## PROBLEM REQUIREMENTS
Count the lines in the listing below that contain the string "post", and give only that number.
++++++++
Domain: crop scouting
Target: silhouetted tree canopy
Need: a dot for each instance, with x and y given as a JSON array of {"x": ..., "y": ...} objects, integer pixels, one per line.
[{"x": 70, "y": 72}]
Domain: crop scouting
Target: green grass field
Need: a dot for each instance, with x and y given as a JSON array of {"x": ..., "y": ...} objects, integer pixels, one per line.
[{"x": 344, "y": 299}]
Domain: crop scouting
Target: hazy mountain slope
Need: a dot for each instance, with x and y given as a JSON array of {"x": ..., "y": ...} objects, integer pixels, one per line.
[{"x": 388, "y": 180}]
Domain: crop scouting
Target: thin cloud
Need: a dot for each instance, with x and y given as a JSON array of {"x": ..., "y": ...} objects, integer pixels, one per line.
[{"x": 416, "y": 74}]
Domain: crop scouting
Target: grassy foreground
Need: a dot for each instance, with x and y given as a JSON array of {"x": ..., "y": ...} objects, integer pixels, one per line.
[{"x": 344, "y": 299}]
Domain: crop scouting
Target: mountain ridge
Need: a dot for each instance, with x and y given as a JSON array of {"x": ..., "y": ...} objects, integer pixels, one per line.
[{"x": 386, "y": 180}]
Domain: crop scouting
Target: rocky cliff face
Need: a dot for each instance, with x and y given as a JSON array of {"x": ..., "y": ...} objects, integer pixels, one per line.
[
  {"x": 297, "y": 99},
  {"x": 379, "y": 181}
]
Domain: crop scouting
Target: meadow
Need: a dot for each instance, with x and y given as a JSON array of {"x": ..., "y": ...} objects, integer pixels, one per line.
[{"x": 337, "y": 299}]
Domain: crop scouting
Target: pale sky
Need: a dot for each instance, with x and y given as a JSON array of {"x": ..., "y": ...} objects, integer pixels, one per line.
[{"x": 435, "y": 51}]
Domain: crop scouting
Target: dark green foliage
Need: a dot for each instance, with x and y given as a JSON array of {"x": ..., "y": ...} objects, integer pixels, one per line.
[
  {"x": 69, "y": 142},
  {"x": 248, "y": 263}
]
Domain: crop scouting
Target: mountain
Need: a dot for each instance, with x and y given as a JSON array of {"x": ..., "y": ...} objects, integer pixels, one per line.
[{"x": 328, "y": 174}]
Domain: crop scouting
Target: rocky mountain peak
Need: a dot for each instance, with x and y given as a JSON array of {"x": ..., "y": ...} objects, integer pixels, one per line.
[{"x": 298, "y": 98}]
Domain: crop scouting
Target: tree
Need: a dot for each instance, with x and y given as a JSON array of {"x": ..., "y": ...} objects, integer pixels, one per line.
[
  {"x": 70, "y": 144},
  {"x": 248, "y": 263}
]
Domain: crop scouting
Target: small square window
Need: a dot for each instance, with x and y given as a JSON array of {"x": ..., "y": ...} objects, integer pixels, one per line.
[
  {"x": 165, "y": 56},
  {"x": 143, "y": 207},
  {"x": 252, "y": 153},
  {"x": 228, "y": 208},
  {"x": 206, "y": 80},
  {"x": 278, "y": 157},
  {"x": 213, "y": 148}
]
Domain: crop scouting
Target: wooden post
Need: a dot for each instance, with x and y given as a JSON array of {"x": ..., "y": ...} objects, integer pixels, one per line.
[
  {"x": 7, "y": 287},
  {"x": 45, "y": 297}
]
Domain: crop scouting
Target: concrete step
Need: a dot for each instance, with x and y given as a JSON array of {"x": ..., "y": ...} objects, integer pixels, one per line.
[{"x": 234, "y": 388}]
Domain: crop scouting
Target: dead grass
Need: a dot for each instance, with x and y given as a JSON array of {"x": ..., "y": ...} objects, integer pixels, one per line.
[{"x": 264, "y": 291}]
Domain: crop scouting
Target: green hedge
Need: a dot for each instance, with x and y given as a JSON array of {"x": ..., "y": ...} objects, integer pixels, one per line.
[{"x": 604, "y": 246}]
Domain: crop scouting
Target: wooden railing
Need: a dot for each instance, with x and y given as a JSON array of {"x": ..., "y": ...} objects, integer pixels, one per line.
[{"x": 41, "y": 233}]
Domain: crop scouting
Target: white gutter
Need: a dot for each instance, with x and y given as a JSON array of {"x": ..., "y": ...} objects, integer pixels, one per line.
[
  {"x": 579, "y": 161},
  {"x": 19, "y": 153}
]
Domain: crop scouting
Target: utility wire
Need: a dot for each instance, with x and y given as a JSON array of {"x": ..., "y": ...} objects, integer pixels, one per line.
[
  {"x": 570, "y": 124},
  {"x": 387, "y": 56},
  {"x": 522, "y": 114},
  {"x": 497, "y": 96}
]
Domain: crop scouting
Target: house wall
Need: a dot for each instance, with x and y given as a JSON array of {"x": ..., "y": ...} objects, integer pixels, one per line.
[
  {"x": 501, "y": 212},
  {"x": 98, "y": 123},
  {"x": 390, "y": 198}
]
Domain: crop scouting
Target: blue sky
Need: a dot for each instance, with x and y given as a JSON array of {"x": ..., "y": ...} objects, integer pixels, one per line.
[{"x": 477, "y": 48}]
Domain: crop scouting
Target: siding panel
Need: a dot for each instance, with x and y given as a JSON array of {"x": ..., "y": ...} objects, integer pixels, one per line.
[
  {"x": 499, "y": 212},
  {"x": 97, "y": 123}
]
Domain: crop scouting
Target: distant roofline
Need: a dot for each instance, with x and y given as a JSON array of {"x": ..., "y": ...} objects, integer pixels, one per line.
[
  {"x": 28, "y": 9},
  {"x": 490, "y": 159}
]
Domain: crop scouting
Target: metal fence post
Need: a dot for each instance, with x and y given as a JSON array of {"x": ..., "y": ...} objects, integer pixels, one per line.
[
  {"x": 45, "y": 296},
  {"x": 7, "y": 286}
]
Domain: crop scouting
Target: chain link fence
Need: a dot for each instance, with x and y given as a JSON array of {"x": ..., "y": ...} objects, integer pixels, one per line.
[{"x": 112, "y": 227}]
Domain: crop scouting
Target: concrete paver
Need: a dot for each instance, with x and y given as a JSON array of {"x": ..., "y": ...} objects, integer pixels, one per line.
++++++++
## TASK RESULT
2